[Items listed in a dataset]
<<<<
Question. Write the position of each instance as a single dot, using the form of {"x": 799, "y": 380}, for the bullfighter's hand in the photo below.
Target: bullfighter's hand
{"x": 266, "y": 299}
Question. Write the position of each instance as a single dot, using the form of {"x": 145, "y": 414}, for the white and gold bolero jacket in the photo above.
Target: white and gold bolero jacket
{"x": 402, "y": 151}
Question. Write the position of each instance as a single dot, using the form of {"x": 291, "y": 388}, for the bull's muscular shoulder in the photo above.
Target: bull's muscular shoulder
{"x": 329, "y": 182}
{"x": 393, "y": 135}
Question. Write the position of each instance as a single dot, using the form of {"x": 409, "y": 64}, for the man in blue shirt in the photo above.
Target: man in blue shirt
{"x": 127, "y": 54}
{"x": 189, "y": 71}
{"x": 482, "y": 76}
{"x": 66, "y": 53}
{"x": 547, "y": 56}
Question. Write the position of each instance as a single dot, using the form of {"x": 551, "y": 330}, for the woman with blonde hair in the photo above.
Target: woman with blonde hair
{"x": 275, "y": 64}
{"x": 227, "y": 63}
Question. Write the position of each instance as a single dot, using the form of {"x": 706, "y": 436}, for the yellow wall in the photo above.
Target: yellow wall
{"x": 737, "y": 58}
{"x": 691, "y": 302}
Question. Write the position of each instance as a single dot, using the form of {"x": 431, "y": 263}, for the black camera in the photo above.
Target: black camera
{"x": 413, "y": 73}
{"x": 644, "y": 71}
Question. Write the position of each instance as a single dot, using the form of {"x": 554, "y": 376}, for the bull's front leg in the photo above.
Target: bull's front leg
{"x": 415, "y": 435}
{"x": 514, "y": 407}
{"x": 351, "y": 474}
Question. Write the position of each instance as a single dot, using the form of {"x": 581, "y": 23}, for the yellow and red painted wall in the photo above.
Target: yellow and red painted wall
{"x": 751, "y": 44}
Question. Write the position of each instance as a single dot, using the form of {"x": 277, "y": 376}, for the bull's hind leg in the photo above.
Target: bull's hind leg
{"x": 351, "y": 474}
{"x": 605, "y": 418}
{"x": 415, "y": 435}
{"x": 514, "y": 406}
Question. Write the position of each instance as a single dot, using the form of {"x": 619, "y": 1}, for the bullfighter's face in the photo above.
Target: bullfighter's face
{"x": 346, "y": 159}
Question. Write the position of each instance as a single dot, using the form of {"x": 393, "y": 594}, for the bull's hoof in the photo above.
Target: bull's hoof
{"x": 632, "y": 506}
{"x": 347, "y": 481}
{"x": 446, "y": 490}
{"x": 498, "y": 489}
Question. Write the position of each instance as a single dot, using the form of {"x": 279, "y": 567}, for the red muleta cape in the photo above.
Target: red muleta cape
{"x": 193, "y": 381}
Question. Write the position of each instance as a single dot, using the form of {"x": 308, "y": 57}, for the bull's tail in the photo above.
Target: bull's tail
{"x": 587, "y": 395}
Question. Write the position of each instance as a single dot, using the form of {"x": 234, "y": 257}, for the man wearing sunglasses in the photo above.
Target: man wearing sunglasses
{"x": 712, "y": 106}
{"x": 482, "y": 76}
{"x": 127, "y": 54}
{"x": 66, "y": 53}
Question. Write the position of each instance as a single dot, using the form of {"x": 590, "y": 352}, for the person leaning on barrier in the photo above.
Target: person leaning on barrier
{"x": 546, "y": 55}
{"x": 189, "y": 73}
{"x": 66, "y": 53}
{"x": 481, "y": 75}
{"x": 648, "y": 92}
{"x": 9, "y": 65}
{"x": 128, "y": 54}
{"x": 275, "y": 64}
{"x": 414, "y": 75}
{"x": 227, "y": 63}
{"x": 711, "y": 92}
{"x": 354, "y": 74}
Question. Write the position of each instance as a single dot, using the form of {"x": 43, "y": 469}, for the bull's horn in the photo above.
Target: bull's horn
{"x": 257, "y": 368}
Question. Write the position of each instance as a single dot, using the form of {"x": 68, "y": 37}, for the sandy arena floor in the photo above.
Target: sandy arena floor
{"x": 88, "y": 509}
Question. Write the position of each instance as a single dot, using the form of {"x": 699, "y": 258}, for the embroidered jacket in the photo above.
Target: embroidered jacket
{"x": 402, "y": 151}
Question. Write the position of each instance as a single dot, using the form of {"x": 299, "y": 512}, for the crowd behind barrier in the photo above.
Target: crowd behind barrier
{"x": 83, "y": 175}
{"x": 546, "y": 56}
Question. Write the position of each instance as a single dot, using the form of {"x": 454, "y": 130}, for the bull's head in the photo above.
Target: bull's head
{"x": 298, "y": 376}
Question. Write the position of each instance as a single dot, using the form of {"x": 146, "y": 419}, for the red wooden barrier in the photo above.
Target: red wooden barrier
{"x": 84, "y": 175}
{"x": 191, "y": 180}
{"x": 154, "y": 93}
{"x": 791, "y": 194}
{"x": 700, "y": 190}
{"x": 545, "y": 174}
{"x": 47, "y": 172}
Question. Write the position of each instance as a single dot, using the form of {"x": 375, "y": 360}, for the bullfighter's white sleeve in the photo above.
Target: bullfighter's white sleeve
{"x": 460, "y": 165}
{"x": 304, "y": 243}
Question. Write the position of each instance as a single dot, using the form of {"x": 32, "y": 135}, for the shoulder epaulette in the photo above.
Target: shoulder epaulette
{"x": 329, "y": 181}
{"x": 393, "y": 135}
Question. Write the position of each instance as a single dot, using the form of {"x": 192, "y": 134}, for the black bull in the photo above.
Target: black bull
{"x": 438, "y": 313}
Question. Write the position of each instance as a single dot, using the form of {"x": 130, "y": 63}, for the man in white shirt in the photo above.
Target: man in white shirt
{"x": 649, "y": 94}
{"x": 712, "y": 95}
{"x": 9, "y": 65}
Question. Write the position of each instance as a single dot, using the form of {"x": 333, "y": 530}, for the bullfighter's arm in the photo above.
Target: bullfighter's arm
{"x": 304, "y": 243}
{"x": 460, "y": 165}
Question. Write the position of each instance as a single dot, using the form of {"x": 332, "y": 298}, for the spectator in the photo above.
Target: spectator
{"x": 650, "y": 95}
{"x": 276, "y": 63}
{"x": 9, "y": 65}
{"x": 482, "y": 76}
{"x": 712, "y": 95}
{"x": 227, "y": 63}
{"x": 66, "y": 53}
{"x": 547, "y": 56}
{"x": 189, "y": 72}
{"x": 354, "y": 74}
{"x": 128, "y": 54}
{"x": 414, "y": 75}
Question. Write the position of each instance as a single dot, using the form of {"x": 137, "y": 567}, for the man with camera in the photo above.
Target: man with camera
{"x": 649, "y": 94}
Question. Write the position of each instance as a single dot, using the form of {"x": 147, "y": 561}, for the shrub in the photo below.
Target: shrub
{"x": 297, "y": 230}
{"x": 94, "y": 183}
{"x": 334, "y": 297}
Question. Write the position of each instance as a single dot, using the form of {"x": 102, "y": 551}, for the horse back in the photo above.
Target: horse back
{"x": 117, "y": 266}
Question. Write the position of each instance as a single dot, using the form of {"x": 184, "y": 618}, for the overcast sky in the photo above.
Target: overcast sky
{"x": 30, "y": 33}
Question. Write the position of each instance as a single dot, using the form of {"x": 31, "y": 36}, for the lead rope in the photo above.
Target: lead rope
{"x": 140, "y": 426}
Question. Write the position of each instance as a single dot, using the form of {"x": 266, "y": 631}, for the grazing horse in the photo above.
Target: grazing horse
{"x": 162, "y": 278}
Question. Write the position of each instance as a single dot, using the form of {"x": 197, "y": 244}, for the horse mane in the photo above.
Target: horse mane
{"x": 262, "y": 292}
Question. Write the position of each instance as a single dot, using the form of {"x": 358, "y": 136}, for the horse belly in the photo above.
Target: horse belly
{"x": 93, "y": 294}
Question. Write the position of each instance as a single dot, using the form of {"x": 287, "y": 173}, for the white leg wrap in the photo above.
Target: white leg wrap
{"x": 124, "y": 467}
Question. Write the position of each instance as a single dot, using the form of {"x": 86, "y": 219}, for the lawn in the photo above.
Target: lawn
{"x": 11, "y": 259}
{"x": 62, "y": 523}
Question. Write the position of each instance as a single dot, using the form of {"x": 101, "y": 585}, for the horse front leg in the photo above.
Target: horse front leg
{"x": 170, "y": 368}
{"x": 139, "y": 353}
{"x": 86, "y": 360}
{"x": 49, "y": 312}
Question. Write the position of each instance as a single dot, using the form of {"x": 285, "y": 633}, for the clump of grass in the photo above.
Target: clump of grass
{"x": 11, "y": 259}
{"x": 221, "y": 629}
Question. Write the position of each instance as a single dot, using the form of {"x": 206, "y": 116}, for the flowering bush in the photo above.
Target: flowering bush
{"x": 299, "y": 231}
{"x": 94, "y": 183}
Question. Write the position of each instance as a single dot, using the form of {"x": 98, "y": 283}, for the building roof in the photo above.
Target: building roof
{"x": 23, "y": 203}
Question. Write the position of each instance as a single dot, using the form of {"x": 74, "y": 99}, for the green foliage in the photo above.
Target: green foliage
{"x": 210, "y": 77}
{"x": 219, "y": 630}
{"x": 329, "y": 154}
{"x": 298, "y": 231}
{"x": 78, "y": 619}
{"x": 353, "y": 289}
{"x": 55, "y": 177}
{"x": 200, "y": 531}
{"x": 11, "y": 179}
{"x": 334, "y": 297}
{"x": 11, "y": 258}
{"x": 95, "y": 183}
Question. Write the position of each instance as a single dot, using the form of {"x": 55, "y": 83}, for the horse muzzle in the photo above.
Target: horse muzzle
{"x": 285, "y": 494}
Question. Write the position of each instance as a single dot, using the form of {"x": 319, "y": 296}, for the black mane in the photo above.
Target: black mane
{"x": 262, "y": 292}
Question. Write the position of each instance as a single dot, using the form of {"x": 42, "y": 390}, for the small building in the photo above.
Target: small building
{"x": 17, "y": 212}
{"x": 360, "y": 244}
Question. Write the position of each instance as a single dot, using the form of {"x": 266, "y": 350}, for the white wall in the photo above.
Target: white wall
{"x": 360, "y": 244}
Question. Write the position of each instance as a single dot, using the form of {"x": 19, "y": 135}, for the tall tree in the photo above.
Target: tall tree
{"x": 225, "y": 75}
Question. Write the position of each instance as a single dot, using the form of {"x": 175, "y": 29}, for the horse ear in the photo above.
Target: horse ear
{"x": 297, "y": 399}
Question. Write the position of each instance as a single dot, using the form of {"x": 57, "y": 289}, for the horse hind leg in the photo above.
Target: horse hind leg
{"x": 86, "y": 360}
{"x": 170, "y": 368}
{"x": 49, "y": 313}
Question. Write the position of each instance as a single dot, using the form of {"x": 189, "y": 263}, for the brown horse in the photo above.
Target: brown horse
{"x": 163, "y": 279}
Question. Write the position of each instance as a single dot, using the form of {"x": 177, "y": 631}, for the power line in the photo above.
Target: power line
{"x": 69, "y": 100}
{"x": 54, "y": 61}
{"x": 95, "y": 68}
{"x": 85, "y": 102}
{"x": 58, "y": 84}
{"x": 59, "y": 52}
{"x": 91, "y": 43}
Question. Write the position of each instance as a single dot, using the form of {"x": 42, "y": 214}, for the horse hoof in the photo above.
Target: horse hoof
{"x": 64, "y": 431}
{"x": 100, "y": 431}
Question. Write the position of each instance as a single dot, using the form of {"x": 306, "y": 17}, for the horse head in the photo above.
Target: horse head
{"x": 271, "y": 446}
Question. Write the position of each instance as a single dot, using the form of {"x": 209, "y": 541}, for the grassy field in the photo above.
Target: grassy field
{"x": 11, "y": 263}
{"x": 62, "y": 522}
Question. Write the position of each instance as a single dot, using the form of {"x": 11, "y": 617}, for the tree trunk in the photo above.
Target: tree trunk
>>>>
Convert the rows above into a numbered list, starting at the line containing "field in the photo above." and continuing through the last row, with any blank lines omitted.

1. Question. Write the position of each instance as a single dot, using the form of {"x": 209, "y": 541}, for the grassy field in the photo above.
2. Target: grassy field
3. {"x": 11, "y": 263}
4. {"x": 62, "y": 522}
5. Question. Write the position of each instance as a single dot, using the form of {"x": 11, "y": 617}, for the tree trunk in the photo above.
6. Target: tree trunk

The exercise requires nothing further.